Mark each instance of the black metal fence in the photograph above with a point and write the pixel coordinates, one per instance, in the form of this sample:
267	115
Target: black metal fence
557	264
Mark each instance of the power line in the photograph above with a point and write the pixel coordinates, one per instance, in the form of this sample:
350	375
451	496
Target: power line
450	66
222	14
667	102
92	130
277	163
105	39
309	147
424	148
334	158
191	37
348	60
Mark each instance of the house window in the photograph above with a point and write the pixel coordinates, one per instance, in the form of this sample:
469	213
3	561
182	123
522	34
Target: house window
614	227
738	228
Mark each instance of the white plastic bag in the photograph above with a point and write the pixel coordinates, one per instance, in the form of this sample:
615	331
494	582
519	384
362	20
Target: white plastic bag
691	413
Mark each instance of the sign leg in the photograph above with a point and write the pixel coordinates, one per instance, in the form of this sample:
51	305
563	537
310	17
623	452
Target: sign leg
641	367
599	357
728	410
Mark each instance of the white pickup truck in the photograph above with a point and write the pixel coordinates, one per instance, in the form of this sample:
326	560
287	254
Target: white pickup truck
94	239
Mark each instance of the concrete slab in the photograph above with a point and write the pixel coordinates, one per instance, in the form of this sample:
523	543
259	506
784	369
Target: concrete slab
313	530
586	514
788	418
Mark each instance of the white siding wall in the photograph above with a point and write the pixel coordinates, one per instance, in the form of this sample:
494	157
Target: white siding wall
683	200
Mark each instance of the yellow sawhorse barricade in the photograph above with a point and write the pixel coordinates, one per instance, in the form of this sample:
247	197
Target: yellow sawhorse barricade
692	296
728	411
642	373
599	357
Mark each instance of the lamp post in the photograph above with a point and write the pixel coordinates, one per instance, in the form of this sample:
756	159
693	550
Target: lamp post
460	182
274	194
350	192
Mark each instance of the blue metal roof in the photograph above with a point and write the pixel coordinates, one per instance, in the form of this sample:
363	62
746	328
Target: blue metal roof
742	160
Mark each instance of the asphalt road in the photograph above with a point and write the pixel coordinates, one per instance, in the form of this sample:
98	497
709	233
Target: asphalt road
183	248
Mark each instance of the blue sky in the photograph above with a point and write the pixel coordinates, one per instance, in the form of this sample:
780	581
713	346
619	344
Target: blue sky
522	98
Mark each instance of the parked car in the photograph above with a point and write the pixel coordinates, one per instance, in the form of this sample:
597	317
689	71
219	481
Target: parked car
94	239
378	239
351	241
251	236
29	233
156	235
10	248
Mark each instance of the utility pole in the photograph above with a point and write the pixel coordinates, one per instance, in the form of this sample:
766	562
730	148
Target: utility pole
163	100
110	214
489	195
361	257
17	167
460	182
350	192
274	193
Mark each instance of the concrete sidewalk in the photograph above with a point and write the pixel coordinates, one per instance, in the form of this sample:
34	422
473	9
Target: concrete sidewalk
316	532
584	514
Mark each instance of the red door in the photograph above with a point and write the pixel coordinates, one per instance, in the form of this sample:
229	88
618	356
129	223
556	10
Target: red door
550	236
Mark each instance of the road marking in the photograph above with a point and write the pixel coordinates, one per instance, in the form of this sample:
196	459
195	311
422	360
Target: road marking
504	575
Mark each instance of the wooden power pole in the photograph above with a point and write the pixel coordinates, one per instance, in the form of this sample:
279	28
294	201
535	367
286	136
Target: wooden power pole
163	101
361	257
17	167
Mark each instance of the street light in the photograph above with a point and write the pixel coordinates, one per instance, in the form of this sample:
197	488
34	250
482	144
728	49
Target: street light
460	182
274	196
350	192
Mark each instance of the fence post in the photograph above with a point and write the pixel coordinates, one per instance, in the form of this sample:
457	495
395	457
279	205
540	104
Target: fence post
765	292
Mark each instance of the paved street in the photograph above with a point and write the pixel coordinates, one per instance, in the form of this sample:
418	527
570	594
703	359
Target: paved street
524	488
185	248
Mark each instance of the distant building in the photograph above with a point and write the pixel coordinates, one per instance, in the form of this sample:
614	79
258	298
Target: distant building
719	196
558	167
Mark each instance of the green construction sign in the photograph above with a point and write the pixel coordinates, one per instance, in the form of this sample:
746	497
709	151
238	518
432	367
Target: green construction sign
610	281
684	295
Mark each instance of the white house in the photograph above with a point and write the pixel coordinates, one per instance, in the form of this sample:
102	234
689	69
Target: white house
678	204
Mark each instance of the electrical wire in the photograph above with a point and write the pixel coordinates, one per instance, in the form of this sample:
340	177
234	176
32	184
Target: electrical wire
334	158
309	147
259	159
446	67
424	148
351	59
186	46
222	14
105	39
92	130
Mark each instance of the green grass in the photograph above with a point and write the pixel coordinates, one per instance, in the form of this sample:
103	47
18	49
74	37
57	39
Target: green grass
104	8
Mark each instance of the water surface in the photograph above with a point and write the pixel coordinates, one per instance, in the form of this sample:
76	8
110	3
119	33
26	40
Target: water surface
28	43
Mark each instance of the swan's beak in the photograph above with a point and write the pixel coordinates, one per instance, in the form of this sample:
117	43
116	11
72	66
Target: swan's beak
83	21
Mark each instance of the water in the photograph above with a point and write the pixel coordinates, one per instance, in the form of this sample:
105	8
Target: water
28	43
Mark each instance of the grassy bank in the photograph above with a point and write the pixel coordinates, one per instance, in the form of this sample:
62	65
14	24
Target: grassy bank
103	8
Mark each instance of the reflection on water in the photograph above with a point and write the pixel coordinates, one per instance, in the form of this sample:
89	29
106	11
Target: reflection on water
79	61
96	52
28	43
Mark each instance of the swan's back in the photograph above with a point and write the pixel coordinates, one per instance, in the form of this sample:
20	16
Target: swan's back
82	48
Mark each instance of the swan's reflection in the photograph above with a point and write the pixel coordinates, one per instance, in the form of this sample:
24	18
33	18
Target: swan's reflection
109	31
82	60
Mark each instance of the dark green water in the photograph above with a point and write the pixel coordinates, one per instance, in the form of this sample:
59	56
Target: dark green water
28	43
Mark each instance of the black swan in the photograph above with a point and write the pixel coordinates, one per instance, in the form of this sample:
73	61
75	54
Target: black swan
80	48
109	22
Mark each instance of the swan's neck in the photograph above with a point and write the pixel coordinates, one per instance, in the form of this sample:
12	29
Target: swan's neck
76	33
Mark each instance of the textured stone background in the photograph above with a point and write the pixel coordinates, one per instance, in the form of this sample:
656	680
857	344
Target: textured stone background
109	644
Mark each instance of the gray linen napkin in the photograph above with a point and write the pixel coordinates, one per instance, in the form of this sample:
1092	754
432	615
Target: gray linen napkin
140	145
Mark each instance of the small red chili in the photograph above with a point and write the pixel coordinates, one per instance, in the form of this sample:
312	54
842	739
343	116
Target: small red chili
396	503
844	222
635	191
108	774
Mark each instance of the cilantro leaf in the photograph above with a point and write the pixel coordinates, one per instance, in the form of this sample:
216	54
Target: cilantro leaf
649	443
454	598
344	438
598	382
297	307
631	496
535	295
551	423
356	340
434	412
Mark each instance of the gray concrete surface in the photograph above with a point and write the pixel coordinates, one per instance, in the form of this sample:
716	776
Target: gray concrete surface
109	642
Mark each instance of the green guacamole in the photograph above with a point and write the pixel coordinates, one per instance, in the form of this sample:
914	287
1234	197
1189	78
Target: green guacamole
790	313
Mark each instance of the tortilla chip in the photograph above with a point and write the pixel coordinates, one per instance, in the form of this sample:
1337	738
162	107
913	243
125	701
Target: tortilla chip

== == ==

ASSIGNED TASK:
Would it be possible to reproduce all the entries exactly as they appear above?

THE COMPLETED TASK:
Mark each instance of the black metal fence in the photograph above with a point and write the pixel coordinates, one per instance, in the form of this sample:
267	115
Target: black metal fence
557	264
Mark each instance of the power line in the photograph above with a point and write the pixel coordinates, one per instance, in the form of this sample:
350	375
451	496
Target: power line
450	66
222	14
667	102
92	130
277	163
105	39
309	147
424	148
334	158
191	37
348	60
Mark each instance of the house window in the photograph above with a point and write the pixel coordinates, one per instance, in the form of this sample:
469	213
3	561
182	123
522	34
Target: house window
614	227
738	228
Mark each instance of the white plastic bag in the photograph above with a point and write the pixel coordinates, one per instance, in the form of this sample:
615	331
494	582
519	384
362	20
Target: white plastic bag
691	413
Mark each instance of the sign leg in the photograph above with a point and write the pixel coordinates, one per instance, in the form of this sample:
51	305
563	537
310	17
623	452
Target: sign leg
641	367
599	357
728	410
Mark each instance of the white pickup truck in the photograph above with a point and write the pixel coordinates, one per instance, in the form of this sample:
326	560
287	254
Target: white pickup truck
94	239
Mark each instance of the concrete slab in the photograph above with a point and write the pixel coordinates, one per instance, in the form of this sample:
523	543
259	506
784	369
Target: concrete slab
313	530
586	514
788	418
Mark each instance of the white siding wall in the photograph above with a point and write the pixel coordinates, one per instance, in the form of this sample:
494	157
Target: white siding wall
683	200
Mark each instance of the yellow sawhorse barricade in the photograph above with a point and write the pixel coordinates, one per instance, in the form of this sample:
247	197
Target: yellow sawhorse barricade
692	296
728	411
642	373
599	357
Mark each instance of the lamp post in the photograph above with a point and write the pixel coordinates, one per instance, in the form of this sample:
756	159
693	550
Target: lamp post
460	182
274	194
350	192
Mark each instance of the blue metal roof in the photograph above with a point and write the pixel coordinates, one per instance, in the form of this sample:
363	62
746	328
Target: blue metal roof
742	160
Mark each instance of the asphalt road in the photograph above with a point and write the pixel coordinates, one per instance, in the form of this sample:
98	497
709	233
Target: asphalt road
183	248
Mark each instance of the blue sky in the photograph above with a point and write the pixel coordinates, one per instance, in the form of this sample:
780	581
713	346
619	344
Target: blue sky
522	98
Mark each instance of the parked car in the photograph above with a point and write the pixel coordinates, one per instance, in the form of this sample:
597	317
689	71
219	481
Target: parked car
94	239
378	239
351	241
251	236
29	233
156	235
10	248
Mark each instance of the utility pole in the photograph above with a point and write the pixel coordinates, one per instance, in the form of this sample:
766	562
730	148
Target: utility pole
163	100
110	214
489	195
361	257
17	167
460	182
350	192
274	193
Mark each instance of the concrete sidewalk in the photograph above with a point and write the pixel coordinates, one per instance, in the form of this sample:
34	422
473	9
Target: concrete sidewalk
316	532
584	514
Mark each instance of the red door in the photograph above with a point and write the pixel coordinates, one per instance, in the form of this sample:
229	88
618	356
129	223
556	10
Target: red door
550	236
Mark each instance of the road marking in the photograph above with a point and write the pixel coordinates, one per instance, in the form of this sample:
196	459
195	311
422	360
Target: road marking
504	575
Mark each instance of the wooden power pole in the photograph above with a point and write the pixel coordinates, one per instance, in the form of this sample:
279	28
294	201
535	367
286	136
Target: wooden power pole
163	101
361	257
17	167
Mark each instance of the street light in the photograph above with a point and write the pixel coordinates, one per instance, in the form of this sample:
197	488
34	250
482	144
728	49
Target: street light
460	182
274	196
350	192
Mark each instance of the fence post in the photograph above with a point and write the pixel coordinates, one per instance, in the form of this sample:
457	495
395	457
279	205
540	104
Target: fence post
765	292
Mark each instance of the paved street in the photograph above with a point and write the pixel coordinates, one per instance, in the form of this sample:
418	527
570	594
703	359
Target: paved street
524	488
185	248
Mark each instance of the distant building in the photograph above with a point and write the pixel coordinates, one per instance, in the form of this sample:
614	79
258	298
Target: distant building
719	196
558	167
Mark each instance of the green construction sign in the photograph above with a point and write the pixel coordinates, one per instance, in the form of this sample:
746	497
709	151
238	518
432	367
Target: green construction sign
610	281
684	295
Mark each instance of the white house in the photograph above with a point and write the pixel coordinates, one per instance, in the form of this sample:
102	234
689	69
Target: white house
678	204
Mark each instance of the electrical wire in the photograph above with a point and write the pixel coordinates, one per instance, in the form of this sample:
340	177
234	176
32	184
Target: electrical wire
334	158
309	147
259	159
446	67
424	148
351	59
186	46
222	14
105	39
92	130
Mark each instance of the green grass in the photograph above with a point and write the pixel coordinates, one per instance, in the form of this sample:
103	47
18	49
74	37
57	39
Target: green grass
104	8
Mark each instance of the water surface in the photograph above with a point and write the pixel coordinates, one per instance, in the form of this sample:
76	8
110	3
119	33
26	40
Target: water surface
28	43
Mark each instance of the swan's beak in the photograph above with a point and write the pixel coordinates, one per instance, in the form of this sample:
117	43
116	11
72	66
Target: swan's beak
83	21
Mark each instance of the water in the photograph above with a point and write the pixel coordinates, one per instance, in the form of this sample:
105	8
Target: water
28	43
Mark each instance of the grassy bank in the photograph above with a point and write the pixel coordinates, one per instance, in the form of this sample:
62	65
14	24
Target: grassy bank
103	8
Mark each instance of the reflection on water in the photograph above with a point and write the pixel coordinates, one per instance, in the form of this sample:
89	29
106	11
Target: reflection on water
79	61
96	52
28	43
Mark each instance of the swan's back in the photograph above with a point and write the pixel coordinates, one per instance, in the form of this sample:
20	16
Target: swan's back
82	48
Mark each instance of the swan's reflection in the photograph above with a point and write the pixel coordinates, one per instance, in the form of this sample:
24	18
33	18
Target: swan's reflection
109	31
82	60
Mark each instance of the dark green water in the photograph above with a point and write the pixel coordinates, one per instance, in the form of this sample:
59	56
Target: dark green water
28	43
Mark each instance of the black swan in the photograph above with a point and write the pixel coordinates, one per instance, in the form of this sample:
73	61
75	54
Target: black swan
80	48
109	22
Mark each instance of the swan's neck in the photograph above with a point and write the pixel coordinates, one per instance, in the form of this sample:
12	29
Target: swan's neck
76	33
Mark each instance of the textured stone background in the photograph above with a point and write the pixel coordinates, one per instance, in the form of this sample:
656	680
857	344
Target: textured stone background
109	644
Mark each instance of the gray linen napkin in the photograph above with a point and write the pixel coordinates, one per instance, in the form of this sample:
1092	754
432	615
Target: gray linen napkin
140	145
Mark each instance of the small red chili in the photograph above with a point and write the pixel coordinates, one per instance, in the form of this sample:
312	54
842	739
343	116
Target: small red chili
396	503
844	222
635	191
108	774
Mark each instance of the cilantro leaf in the photograph above with a point and write the pixel coordinates, one per instance, in the form of this sample:
216	54
Target: cilantro leaf
649	443
454	598
344	438
598	382
297	307
631	496
535	295
551	423
356	340
434	412
Mark each instance of the gray concrete surface in the photograph above with a point and write the pixel coordinates, one per instance, in the form of this sample:
716	776
Target: gray concrete surface
109	642
Mark each instance of the green guacamole in the photograph above with a point and write the pixel coordinates, one per instance, in the form of this sample:
914	287
1234	197
1189	78
Target: green guacamole
790	313
Mark each instance of the tortilla chip in the photograph above with a point and write the pixel coordinates, one per instance, in the form of this sample:
1337	738
162	107
913	243
125	701
Target: tortilla chip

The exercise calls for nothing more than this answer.